→ **The request**:
Please answer these three questions using the Pharo code comment model card below.
(a) What Macro F1 value is reported?
(b) Who developed the model?
(c) What subset of the NLBSE Code Comment Classification Dataset is used for fine-tuning?

→ **Extract**:
·····
Sky-Blue-da-ba-dee's picture
fixed a typo in the project name
9636971
metadata
language:
  - en
tags:
  - text-classification
  - code-comment-classification
  - transformers
  - codebert
  - pharo
  - software-engineering
  - multi-label
license: mit
datasets:
  - NLBSE/nlbse26-code-comment-classification
metrics:
  - f1
  - precision
  - recall
  - subset_accuracy
  - runtime
  - gflops
pipeline_tag: text-classification
library_name: transformers
inference: false
base_model: microsoft/codebert-base
model-index:
  - name: CodeBERT Transformer for Pharo Code Comment Classification
    results:
      - task:
          type: text-classification
          name: Multi-label Text Classification
        dataset:
          name: NLBSE Code Comment Classification Dataset (Pharo)
          type: NLBSE/nlbse26-code-comment-classification
          split: test
        metrics:
          - type: f1
            name: Macro F1
            value: 0.598
          - type: f1
            name: Micro F1
            value: 0.672
          - type: precision
            name: Macro Precision
            value: 0.5234
          - type: recall
            name: Macro Recall
            value: 0.7157
          - type: accuracy
            name: Subset Accuracy
            value: 0.5096

Transformer Model (CodeBERT) for Pharo Code Comment Classification

Model Details

  • Model Type: Transformer-based multi-label classifier (sequence classification head)
  • Base Model: microsoft/codebert-base
  • Language: Pharo (code comments in English/technical English)
  • License: MIT
  • Developed by: TheClouds
  • Model Date: November 2025
  • Model Version: 1.0

Description

This model fine-tunes CodeBERT on the Pharo subset of the NLBSE Code Comment Classification Dataset for multi-label classification. Each Pharo code comment sentence is mapped to one or more semantic categories that describe design intent and responsibilities of classes and methods.
·····
→ **Listing**:

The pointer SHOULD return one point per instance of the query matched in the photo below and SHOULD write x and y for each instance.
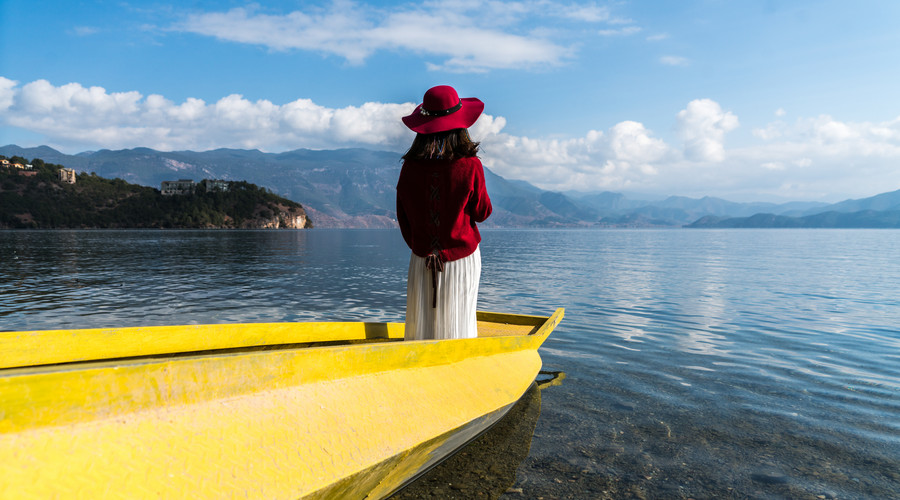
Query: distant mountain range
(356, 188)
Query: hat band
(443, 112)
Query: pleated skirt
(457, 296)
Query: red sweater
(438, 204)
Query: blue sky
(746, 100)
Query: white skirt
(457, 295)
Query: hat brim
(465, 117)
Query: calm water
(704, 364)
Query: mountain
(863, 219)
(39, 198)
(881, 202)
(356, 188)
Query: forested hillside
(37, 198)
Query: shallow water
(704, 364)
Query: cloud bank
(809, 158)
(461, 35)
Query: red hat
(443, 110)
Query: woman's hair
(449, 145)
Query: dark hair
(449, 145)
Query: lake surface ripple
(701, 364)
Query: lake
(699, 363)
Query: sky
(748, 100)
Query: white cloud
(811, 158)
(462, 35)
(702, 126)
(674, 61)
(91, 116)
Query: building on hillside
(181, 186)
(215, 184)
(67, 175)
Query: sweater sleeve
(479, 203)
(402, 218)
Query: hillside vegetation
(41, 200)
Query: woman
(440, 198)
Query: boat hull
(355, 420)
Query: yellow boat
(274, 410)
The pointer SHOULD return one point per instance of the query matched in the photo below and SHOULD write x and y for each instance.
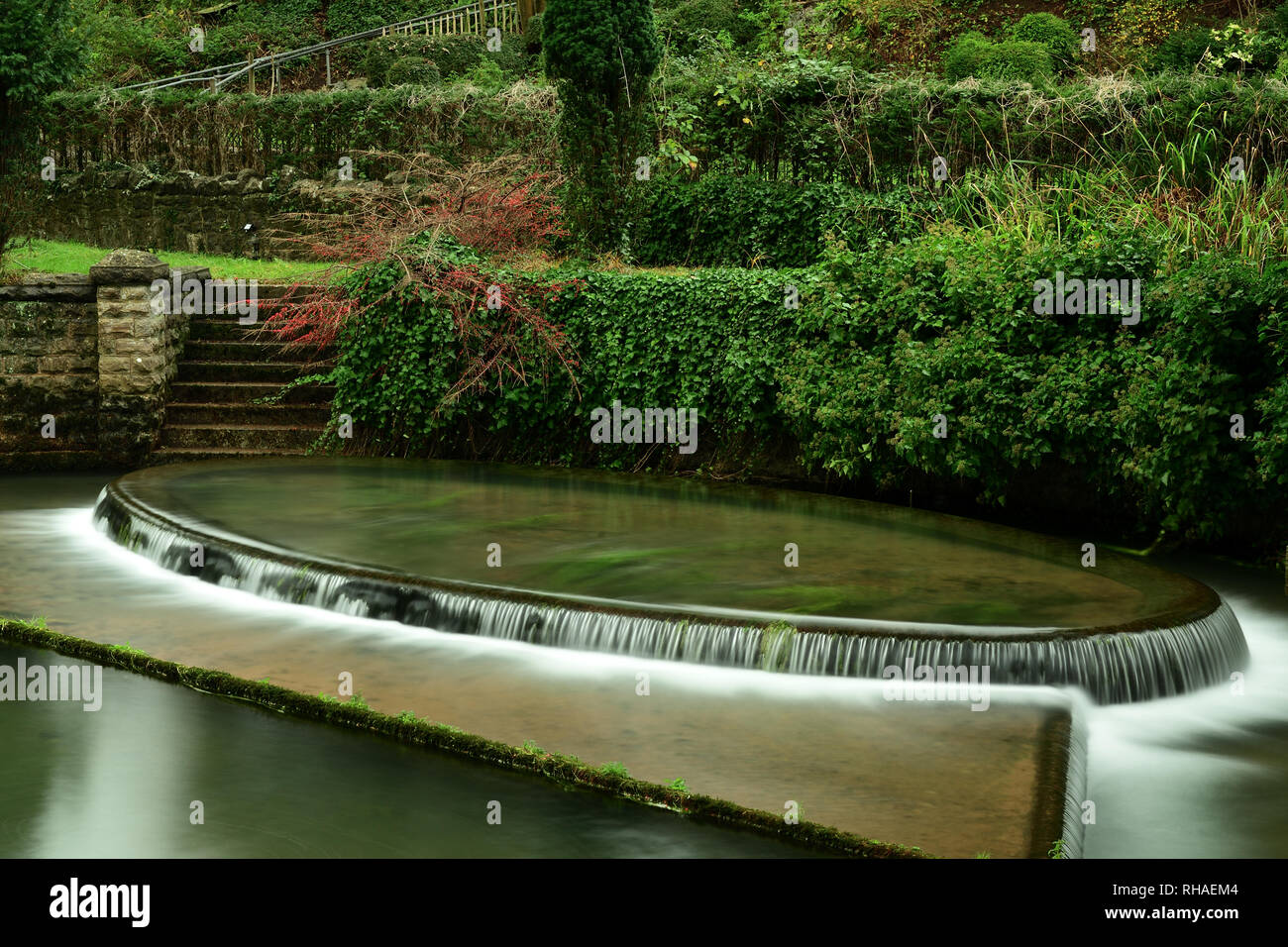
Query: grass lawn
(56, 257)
·····
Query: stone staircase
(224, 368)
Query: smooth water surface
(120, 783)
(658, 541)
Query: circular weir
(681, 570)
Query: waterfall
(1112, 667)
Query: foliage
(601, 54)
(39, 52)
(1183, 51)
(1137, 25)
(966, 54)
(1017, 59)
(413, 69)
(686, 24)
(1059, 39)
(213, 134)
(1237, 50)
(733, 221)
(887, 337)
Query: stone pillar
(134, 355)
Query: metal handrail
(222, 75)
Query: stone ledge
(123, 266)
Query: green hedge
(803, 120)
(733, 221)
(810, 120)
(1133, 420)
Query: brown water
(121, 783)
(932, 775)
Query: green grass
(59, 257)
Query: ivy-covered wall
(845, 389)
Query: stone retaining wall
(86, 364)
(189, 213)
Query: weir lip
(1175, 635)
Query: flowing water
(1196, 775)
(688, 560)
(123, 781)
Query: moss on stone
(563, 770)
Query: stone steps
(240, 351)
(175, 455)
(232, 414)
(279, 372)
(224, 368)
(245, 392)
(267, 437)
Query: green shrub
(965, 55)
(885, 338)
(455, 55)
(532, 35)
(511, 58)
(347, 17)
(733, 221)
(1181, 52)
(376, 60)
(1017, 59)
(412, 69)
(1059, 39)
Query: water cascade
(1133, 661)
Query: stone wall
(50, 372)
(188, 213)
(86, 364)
·····
→ **Full response**:
(a) 0.598
(b) TheClouds
(c) The Pharo subset